Статья —
↓

К девяностым годам здоровье Якова Михайловича расстроилось, наступил паралич рук и ног. Сохранилось предание о том, как сын Захаржевского Андрей вошел однажды в комнату к больному родителю, чтобы посоветоваться о строительстве большого каменного храма в Бурлуке, и Яков Михайлович, спокойно выслушав его, совершенно неожиданно поднял больную руку в твердом благословляющем жесте. Если этот эпизод с чудесным выздоровлением и не более чем семейная легенда, все равно за ним проглядывает незаурядная натура, сильный дух, который, кажется, уже и погребен под гнетом житейских невзгод, но способен вдруг выплеснуться на волю с необычной силой.
Этому вот лицу и посвятил Сковорода в 1790 году свою «Книжечку Плутархову о спокойствии души»: «Приимите милостиво от человека, осыпаннаго Вашими милостьми и ласками, маленький сей, аки лепту, дарик, маленькое зеркальце благодарности».
Размышления Плутарха о стяжании сердечной тишины, адресуемые теперь Захаржевскому, видимо, призваны были служить для того хоть и горьким, а целебным лекарством: «безчисленныя досады и грусти под позлащенными крышами и в красных углах кроются…»; «ныне всенавсе рвемся для одних нас заграбить и, будто гроздие от терния, обирать пялимся, возненавидев чрез неблагодарность собственну жизнь нашу, аки бедну и и недостаточну».
Яков Михайлович Захаржевский и его сыновья были в дружественных отношениях с Михаилом Коваленским. Именно через них последний, находясь на службе в стот лице, чаще всего поддерживает связь со своим учителем. По почтовой ветке Петербург – Бурлук осуществляется переписка двух друзей, пересылка всевозможных подарков Григорию Саввичу: от великосветского лакомства – «сыра-пармазану» до очков и музыкальных инструментов. Со Слобожанщииы (опять же, как правило, с оказией) следуют новые рукописи Сковороды; ничем более «материальным» он, увы, не в состоянии удивить своего друга.
Да и откуда бы взялась у него такая возможность?
«Не орю убо, ни сею, ни куплю дею…» Преподавание в Харьковском коллегиуме было последним в его биографии эпизодом, когда он еще поддерживал с обществом какието денежно-договорные отношения. Дальше Сковорода становится в полном смысле слова нищим и вливается в ту не поддающуюся подсчету кочевую человеческую стихию, которая существует исключительно за счет милосердия оседлого большинства.

↑

Поставленная задача 1 — В каком году, согласно статье о Сковороде, он посвятил Захаржевскому «Книжечку Плутархову о спокойствии души»?
Поставленная задача 2 — Перепишите из статьи о Сковороде весь фрагмент, начиная со слов «Да и откуда» и заканчивая словами «милосердия оседлого большинства.».
Поставленная задача 3 — Напишите продолжение статьи о Сковороде, начиная сразу после её последнего предложения.
Приведённые далее данные никак не связаны со статьёй о Сковороде.

Сохранённые данные —
↓

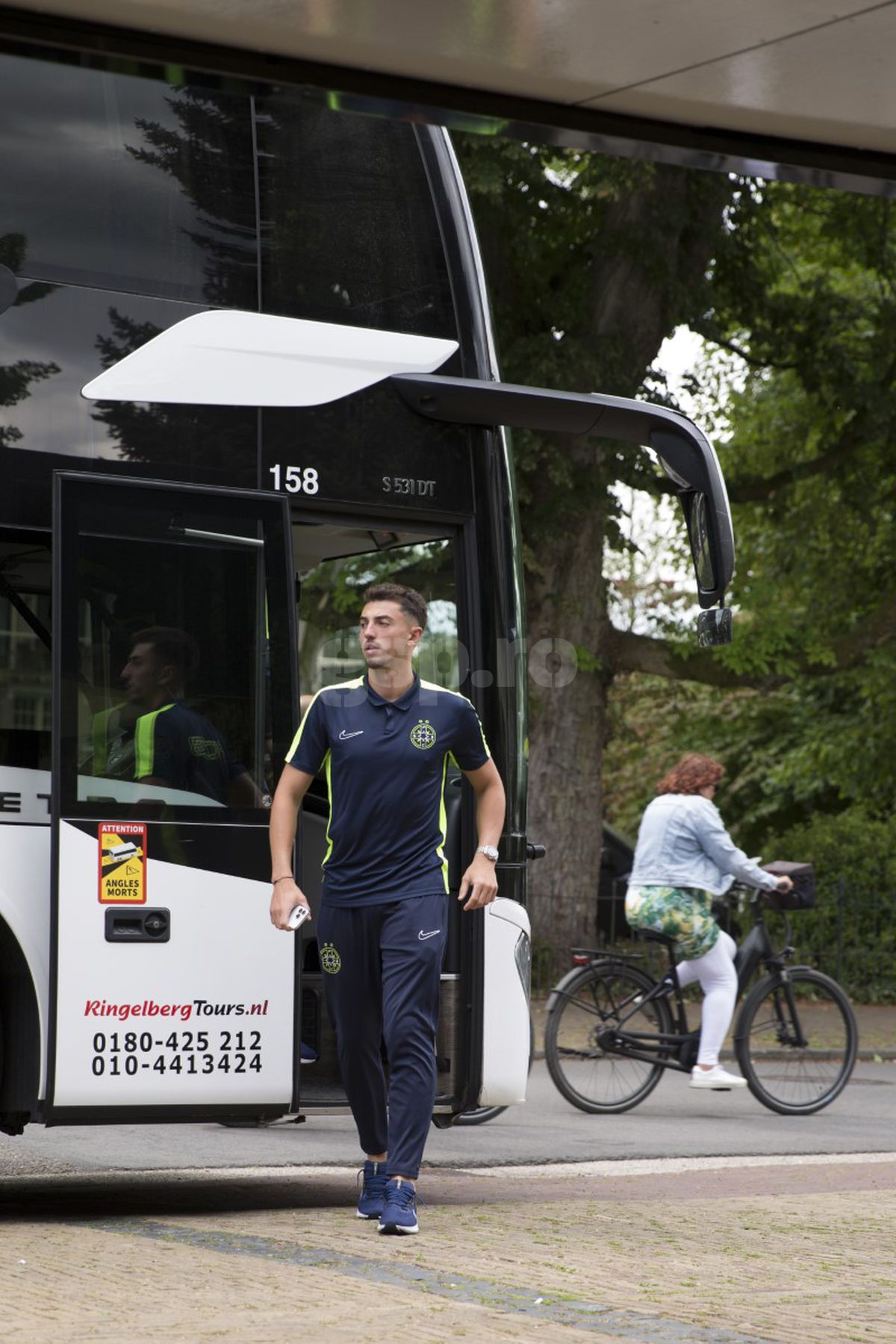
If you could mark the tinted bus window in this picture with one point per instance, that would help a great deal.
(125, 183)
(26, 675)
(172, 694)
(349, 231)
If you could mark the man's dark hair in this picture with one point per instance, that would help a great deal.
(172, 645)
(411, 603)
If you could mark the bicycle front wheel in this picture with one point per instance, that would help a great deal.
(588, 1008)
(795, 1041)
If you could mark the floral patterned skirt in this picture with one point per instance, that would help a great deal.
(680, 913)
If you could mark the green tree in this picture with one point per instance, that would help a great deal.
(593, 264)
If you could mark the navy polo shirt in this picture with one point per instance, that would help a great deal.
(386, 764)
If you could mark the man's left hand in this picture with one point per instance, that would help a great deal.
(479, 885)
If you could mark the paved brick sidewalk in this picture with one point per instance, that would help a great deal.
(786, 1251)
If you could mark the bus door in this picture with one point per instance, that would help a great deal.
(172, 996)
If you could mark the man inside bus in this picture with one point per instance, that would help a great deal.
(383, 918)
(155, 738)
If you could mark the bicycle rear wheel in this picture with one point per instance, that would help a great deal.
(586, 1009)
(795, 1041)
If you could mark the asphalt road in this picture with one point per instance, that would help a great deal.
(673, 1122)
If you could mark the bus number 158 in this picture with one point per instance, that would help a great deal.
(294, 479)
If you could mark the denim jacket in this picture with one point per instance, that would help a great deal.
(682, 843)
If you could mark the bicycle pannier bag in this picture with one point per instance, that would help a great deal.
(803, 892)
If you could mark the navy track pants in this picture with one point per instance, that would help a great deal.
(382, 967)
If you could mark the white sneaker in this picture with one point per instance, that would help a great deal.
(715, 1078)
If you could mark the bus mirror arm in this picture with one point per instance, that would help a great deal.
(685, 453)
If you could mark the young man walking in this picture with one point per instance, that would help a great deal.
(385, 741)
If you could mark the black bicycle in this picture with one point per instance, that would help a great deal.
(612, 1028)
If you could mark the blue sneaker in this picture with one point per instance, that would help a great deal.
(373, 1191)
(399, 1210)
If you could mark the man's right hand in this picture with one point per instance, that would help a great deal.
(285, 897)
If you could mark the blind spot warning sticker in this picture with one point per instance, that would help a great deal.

↑

Ответ на задачу 1 — В 1790 году.

Ответ на задачу 2 —
Да и откуда бы взялась у него такая возможность?
«Не орю убо, ни сею, ни куплю дею…» Преподавание в Харьковском коллегиуме было последним в его биографии эпизодом, когда он еще поддерживал с обществом какието денежно-договорные отношения. Дальше Сковорода становится в полном смысле слова нищим и вливается в ту не поддающуюся подсчету кочевую человеческую стихию, которая существует исключительно за счет милосердия оседлого большинства.

Ответ на задачу 3 —
Читателя не должно шокировать это слово – «нищий» – в применении к нашему философу, так же, кстати, как и самого Сковороду нисколько не шокировала постоянно испытываемая им ситуация неимущего среди имущих и предержащих. Да, на протяжении десятилетий он жил исключительно за счет приятельских подарков, безвозмездных кредитов и подаяний. Но ведь поддерживать его существование они считали честью для себя.
Сковорода ушел в стихию нищеты добровольно, и в этом его уходе был какой-то дерзкий и отчаянный вызов извечному человеческому упованию на равномерное справедливое насыщение всех и вся. Он не вынуждаем был, а хотел быть бессребреником в мире накопителей. Он хотел быть нищим по убеждению, по духу.
В акте добровольного нищенства всегда присутствует своеобразная революционность; и она, конечно, вполне отчетливо осознавалась теми, кто с ситуацией подобного нищенства вынужден был считаться. Ведь как это ни парадоксально, но получалось, что нищие нужны, прямо-таки необходимы обществу, потому что, освободившись от нищих, оно зачерствеет, ожесточится. Нищие нужны, потому что нужно уметь отдавать, уметь дарить бею всякой надежды на отдачу и уметь делать, все это от сердца, а не через силу, не по общественному принуждению; по милосердию, а не во закону. Нищий в таком историческом освещении был не просто человек в лохмотьях и с торбой через плечо – изгой, отщепенец, попрошайка. В неприглядном этом существе проглядывал иной образ – странника с посохом в руке, того, кто постоянно ходит по земле и встречается с бесконечным множеством новых людей, и тысячи из них останавливаются на нем внимательным взглядом.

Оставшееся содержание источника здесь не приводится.